▶ **WHAT NEEDS TO BE DONE**
Leaving out the pictures, output the lines from the one that contains "thumb. Write the coordinates, one line per instance." through the end of the material, exactly as they stand.

▶ **TASK DATA**

====================

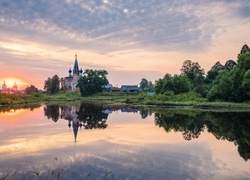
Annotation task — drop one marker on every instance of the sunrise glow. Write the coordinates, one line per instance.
(10, 81)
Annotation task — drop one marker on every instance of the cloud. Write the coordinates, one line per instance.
(115, 25)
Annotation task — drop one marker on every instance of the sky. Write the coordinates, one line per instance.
(131, 39)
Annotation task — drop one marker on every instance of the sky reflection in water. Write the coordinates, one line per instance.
(128, 148)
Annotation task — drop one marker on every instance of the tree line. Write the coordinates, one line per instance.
(229, 82)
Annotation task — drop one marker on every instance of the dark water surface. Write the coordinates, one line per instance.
(86, 141)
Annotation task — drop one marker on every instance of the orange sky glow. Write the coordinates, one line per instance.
(130, 40)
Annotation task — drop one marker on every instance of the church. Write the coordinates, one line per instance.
(6, 90)
(69, 83)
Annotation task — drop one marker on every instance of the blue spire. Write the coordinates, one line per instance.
(76, 68)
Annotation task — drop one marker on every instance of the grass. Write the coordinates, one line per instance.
(190, 99)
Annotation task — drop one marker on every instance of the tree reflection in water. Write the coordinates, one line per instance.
(231, 126)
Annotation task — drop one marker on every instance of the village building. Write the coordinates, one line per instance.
(6, 90)
(70, 82)
(130, 88)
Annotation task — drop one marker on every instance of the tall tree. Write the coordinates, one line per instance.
(92, 81)
(192, 68)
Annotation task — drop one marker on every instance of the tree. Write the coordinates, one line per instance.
(92, 81)
(30, 89)
(190, 67)
(222, 87)
(229, 65)
(52, 85)
(178, 84)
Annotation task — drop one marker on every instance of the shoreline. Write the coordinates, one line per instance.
(128, 99)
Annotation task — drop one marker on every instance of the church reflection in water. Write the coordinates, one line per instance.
(69, 113)
(86, 116)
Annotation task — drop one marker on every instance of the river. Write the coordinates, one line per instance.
(96, 141)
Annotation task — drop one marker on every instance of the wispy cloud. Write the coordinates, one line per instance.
(108, 25)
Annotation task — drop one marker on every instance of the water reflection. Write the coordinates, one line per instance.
(230, 126)
(124, 142)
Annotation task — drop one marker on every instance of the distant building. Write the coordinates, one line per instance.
(9, 90)
(70, 82)
(130, 88)
(4, 88)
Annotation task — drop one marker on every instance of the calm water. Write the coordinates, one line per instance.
(95, 142)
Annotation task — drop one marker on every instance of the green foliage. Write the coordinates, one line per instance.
(222, 88)
(52, 85)
(92, 82)
(178, 84)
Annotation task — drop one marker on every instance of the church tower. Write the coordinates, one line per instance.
(4, 88)
(70, 82)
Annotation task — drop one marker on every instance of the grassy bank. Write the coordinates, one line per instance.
(170, 100)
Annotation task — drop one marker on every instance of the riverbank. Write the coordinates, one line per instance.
(191, 100)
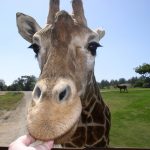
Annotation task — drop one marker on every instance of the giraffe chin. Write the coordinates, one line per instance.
(62, 138)
(65, 137)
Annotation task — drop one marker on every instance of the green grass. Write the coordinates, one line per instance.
(10, 100)
(130, 117)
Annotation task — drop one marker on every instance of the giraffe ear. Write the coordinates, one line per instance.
(101, 33)
(27, 26)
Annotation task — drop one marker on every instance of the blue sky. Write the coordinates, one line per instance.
(125, 45)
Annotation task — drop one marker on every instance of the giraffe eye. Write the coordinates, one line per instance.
(36, 48)
(92, 46)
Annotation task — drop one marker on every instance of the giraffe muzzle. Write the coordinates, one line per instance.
(54, 111)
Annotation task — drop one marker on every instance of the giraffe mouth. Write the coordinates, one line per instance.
(66, 136)
(60, 139)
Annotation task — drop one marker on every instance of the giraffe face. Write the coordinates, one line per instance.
(65, 51)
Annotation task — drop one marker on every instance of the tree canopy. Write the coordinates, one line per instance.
(143, 70)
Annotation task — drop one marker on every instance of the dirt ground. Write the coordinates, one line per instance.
(13, 123)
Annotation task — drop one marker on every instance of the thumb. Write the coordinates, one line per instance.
(45, 146)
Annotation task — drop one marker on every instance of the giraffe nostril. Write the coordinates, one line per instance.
(37, 93)
(64, 94)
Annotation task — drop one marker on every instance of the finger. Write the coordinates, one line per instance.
(25, 140)
(45, 146)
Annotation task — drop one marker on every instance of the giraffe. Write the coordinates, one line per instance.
(66, 105)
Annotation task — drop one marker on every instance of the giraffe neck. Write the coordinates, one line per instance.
(94, 125)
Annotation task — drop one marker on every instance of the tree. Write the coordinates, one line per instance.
(3, 86)
(104, 84)
(143, 70)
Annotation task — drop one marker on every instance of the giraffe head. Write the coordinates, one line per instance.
(65, 49)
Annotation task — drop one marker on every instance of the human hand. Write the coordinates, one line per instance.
(24, 142)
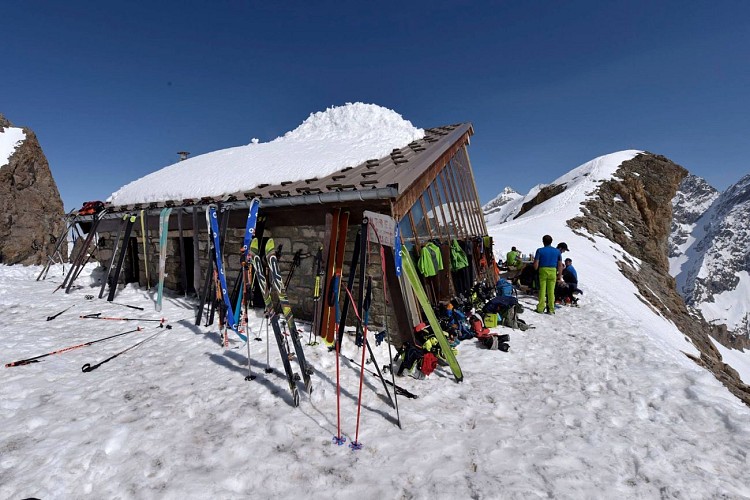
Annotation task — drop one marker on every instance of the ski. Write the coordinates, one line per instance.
(335, 283)
(247, 282)
(180, 240)
(316, 296)
(344, 311)
(81, 258)
(163, 230)
(144, 239)
(332, 226)
(286, 310)
(230, 320)
(113, 278)
(416, 285)
(116, 245)
(274, 320)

====================

▶ **WRITTEN SOLUTION**
Annotation task — drop one marker on every instance of the thumb. Write the coordinates, one line per instance.
(45, 146)
Annotation task — drop one marker on every instance of the giraffe nostril. Write the coordinates, one line per instance.
(37, 93)
(64, 94)
Annotation task — drop one marker on every instance of the finger. Write the coordinates, one line per instance.
(25, 140)
(45, 146)
Annotation task — drop one marker on every instance of the giraffe. Write the coordinates, one line per instance.
(66, 105)
Annotation task — drop one marker on every instance of the giraffe neck. Write the coordinates, one line per instance.
(94, 125)
Annotation task — drop one marker on every instance of the tree. Write the coordinates, one line per instance.
(3, 86)
(104, 84)
(143, 70)
Annotation task — drop one marker on every instance of the giraffe head. Write the coordinates, one line per instance.
(65, 49)
Annotation task — drop one marker on every instance of the human hand. Write the coordinates, one line per instance.
(24, 142)
Annotation task — drop one marker on every instance of the ski. Write the coordinates, one line per instance.
(335, 283)
(247, 282)
(180, 240)
(316, 296)
(344, 311)
(81, 258)
(163, 230)
(144, 239)
(332, 226)
(286, 310)
(230, 320)
(113, 278)
(416, 285)
(116, 245)
(274, 320)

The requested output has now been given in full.